__Gezeigter Auszug__:
--
Rede von Dr. Tobias Lindner Haushalt 2019: Verteidigung

21.11.2018

Dr. Tobias Lindner (BÜNDNIS 90/DIE GRÜNEN):

Vielen Dank. – Herr Präsident! Liebe Kolleginnen und Kollegen! Meine sehr geehrten Damen und Herren! Lassen Sie mich vielleicht gerade in diesen Tagen, Frau von der Leyen, wo unser Verhältnis schon einmal ein besseres und vertrauensvolleres war,

(Zuruf von der CDU/CSU: Oh! – Dr. Marie-­Agnes Strack-Zimmermann [FDP]: Bitte etwas präziser!)

dennoch ein Wort des Dankes an Ihr Haus und auch an die Kollegen Mitberichterstatter im Haushaltsausschuss richten. Haushaltsberatungen sind ja auch immer eine arbeitsintensive Phase. Ich möchte sowohl für den Umgang im Kollegenkreis herzlichen Dank sagen als auch Ihren Mitarbeiterinnen und Mitarbeitern im BMVg danken, die uns, zumindest was die Haushaltsberatungen betrifft, Berichtsbitten auskunftsfreudig immer erfüllt und fristgerecht zugeliefert haben. Das hat die Arbeit an diesem Haushalt, auch wenn wir heute zu unterschiedlichen Ergebnissen kommen werden, erleichtert. Auch das soll einmal hier gesagt werden.

(Beifall beim BÜNDNIS 90/DIE GRÜNEN, bei der CDU/CSU, der SPD und der FDP – Ingo Gädechens [CDU/CSU]: So weit die Prosa!)

– So weit die Prosa.

Nun zum Haushalt selbst. Liebe Kolleginnen und Kollegen von der Großen Koalition, Sie haben sich einmal wieder für die Taktik „Viel hilft viel“ entschieden. Unbestritten: Die Bundeswehr steht vor großen Herausforderungen; sie hat Probleme. Aber wir Grüne sind ganz klar der Überzeugung, dass es eben nicht hilft, auf diese maroden Strukturen einfach immer mehr Geld, insgesamt 4,4 Milliarden Euro, obendrauf zu kippen, ohne an den Strukturen etwas zu verändern. Das, meine Damen und Herren, wird die Probleme der Bundeswehr nicht lösen.

(Beifall beim BÜNDNIS 90/DIE GRÜNEN)

Herr Kollege Brandl, Sie haben es ja selbst erwähnt: Sie haben in der Bereinigungsnacht zum Beispiel die Möglichkeit geschaffen, einen schweren Transporthubschrauber zu beschaffen.

(Dr. Reinhard Brandl [CDU/CSU]: Ja!)

Das ist eine Sache, die ich persönlich richtig finde. Ich habe in den letzten Monaten niemanden in der Bundeswehr getroffen, der nicht der Auffassung ist, dass man die alte CH-53 jetzt irgendwann ersetzen muss. Ich sage allen Bürgerinnen und Bürgern: Einen alten Hubschrauber, der aus dem Leim geht, durch einen neuen Hubschrauber zu ersetzen, ist noch keine Aufrüstung.
--
__Zeilen des Datensatzes__:
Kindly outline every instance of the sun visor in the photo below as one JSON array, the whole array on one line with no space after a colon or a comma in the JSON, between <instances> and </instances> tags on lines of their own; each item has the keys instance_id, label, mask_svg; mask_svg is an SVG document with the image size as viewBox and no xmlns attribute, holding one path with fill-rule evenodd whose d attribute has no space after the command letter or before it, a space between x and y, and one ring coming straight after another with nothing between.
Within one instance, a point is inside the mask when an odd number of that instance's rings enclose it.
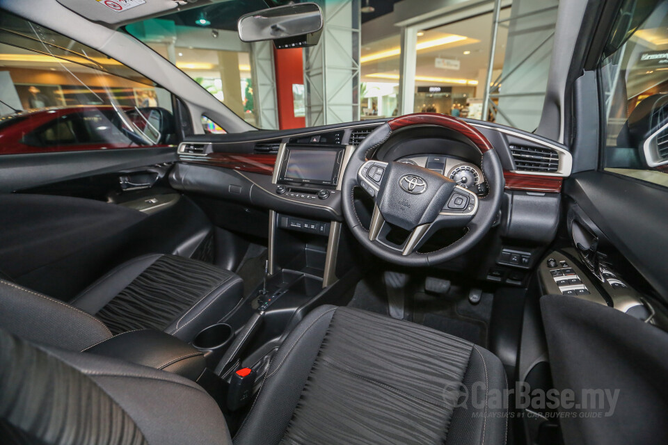
<instances>
[{"instance_id":1,"label":"sun visor","mask_svg":"<svg viewBox=\"0 0 668 445\"><path fill-rule=\"evenodd\" d=\"M196 0L57 0L65 8L92 22L118 27L144 18L161 15L177 8L194 6Z\"/></svg>"}]
</instances>

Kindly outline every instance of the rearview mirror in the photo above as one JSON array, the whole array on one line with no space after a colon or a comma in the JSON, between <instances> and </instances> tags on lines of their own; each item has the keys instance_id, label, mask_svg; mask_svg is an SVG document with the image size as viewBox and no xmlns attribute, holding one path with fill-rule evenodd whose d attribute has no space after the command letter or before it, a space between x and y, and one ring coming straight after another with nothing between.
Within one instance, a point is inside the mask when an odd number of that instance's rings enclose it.
<instances>
[{"instance_id":1,"label":"rearview mirror","mask_svg":"<svg viewBox=\"0 0 668 445\"><path fill-rule=\"evenodd\" d=\"M239 19L244 42L273 40L276 48L301 48L317 44L322 33L322 11L315 3L271 8Z\"/></svg>"}]
</instances>

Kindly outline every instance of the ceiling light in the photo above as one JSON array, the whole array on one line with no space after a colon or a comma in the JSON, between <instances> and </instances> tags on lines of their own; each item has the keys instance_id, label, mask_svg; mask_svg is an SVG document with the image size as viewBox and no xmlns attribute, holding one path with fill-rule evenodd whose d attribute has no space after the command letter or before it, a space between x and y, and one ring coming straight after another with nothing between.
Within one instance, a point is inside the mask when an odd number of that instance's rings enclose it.
<instances>
[{"instance_id":1,"label":"ceiling light","mask_svg":"<svg viewBox=\"0 0 668 445\"><path fill-rule=\"evenodd\" d=\"M376 8L374 8L373 6L369 6L369 0L367 0L367 6L363 6L363 7L360 9L360 10L362 11L362 13L363 13L363 14L368 14L368 13L373 13L374 11L375 11L375 10L376 10Z\"/></svg>"},{"instance_id":2,"label":"ceiling light","mask_svg":"<svg viewBox=\"0 0 668 445\"><path fill-rule=\"evenodd\" d=\"M429 48L434 48L436 47L442 47L445 44L450 43L454 43L455 42L461 42L462 40L470 40L471 43L477 42L473 39L469 39L468 37L463 35L457 35L456 34L451 34L446 37L442 37L438 39L434 39L432 40L425 40L424 42L419 42L418 44L415 45L415 49L418 51L421 51L422 49L427 49ZM366 56L363 56L360 58L360 63L366 63L367 62L371 62L372 60L378 60L381 58L388 58L390 57L395 57L399 56L401 54L401 47L393 48L392 49L388 49L386 51L381 51L377 53L373 53L372 54L367 54Z\"/></svg>"},{"instance_id":3,"label":"ceiling light","mask_svg":"<svg viewBox=\"0 0 668 445\"><path fill-rule=\"evenodd\" d=\"M193 63L185 63L183 62L177 62L176 67L180 70L213 70L213 63L203 63L195 62Z\"/></svg>"},{"instance_id":4,"label":"ceiling light","mask_svg":"<svg viewBox=\"0 0 668 445\"><path fill-rule=\"evenodd\" d=\"M374 73L367 74L367 77L374 79L388 79L399 80L399 74L385 73ZM422 82L435 82L436 83L458 83L459 85L477 85L478 81L470 79L453 79L451 77L431 77L430 76L415 76L415 80Z\"/></svg>"},{"instance_id":5,"label":"ceiling light","mask_svg":"<svg viewBox=\"0 0 668 445\"><path fill-rule=\"evenodd\" d=\"M427 49L427 48L434 48L434 47L440 47L444 44L447 44L449 43L454 43L455 42L461 42L461 40L466 40L468 37L464 37L463 35L457 35L456 34L452 34L452 35L448 35L447 37L443 37L440 39L434 39L433 40L427 40L427 42L420 42L415 45L415 49L420 51L420 49Z\"/></svg>"}]
</instances>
--
__Aufgabe__: Welchen Gesamtbetrag nennt der Redner im gezeigten Auszug für das zusätzliche Geld, das auf die Strukturen der Bundeswehr gekippt werde?

__Richtige Lösung__: Insgesamt 4,4 Milliarden Euro.